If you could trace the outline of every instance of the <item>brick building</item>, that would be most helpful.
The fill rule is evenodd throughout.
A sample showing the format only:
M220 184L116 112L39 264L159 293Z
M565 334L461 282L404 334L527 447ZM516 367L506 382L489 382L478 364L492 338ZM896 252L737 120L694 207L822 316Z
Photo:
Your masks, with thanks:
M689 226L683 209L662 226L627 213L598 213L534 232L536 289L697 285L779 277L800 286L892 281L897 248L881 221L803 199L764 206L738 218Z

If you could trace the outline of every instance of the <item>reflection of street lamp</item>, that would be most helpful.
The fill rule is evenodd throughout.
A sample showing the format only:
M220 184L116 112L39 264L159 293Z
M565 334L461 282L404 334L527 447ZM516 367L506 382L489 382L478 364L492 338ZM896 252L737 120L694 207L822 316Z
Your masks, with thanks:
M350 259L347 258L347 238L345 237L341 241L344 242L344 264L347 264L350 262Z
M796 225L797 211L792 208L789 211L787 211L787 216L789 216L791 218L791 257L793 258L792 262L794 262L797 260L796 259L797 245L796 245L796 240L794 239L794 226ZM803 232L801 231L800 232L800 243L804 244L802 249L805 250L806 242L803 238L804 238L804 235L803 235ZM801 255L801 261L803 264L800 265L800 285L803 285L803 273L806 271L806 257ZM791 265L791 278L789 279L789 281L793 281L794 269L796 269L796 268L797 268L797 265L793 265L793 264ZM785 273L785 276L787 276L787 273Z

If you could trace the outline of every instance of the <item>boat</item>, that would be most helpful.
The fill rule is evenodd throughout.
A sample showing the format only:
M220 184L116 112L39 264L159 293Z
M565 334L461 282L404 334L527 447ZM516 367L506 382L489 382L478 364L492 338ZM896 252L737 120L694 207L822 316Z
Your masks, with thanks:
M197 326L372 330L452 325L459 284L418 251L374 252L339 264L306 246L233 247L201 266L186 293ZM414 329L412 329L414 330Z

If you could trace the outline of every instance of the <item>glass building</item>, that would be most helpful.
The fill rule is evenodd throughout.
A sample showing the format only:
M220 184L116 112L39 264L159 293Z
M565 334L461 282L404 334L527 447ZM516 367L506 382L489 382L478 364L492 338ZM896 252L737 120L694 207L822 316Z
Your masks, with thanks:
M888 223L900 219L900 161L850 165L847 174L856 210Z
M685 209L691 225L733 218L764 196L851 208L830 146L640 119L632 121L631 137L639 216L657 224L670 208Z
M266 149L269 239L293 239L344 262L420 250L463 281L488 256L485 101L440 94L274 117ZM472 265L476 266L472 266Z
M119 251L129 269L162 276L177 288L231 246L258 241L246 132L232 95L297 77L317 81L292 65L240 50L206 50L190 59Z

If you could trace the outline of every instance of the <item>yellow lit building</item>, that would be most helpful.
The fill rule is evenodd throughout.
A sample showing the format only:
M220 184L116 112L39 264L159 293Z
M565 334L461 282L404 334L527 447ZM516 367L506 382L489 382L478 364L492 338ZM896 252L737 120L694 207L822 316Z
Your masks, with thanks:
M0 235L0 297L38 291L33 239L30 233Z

▬▬▬▬▬▬▬▬▬▬

**Assignment:** Report the number of lines in the listing above that hold the word "helpful", and give no other text.

**Answer section:** 5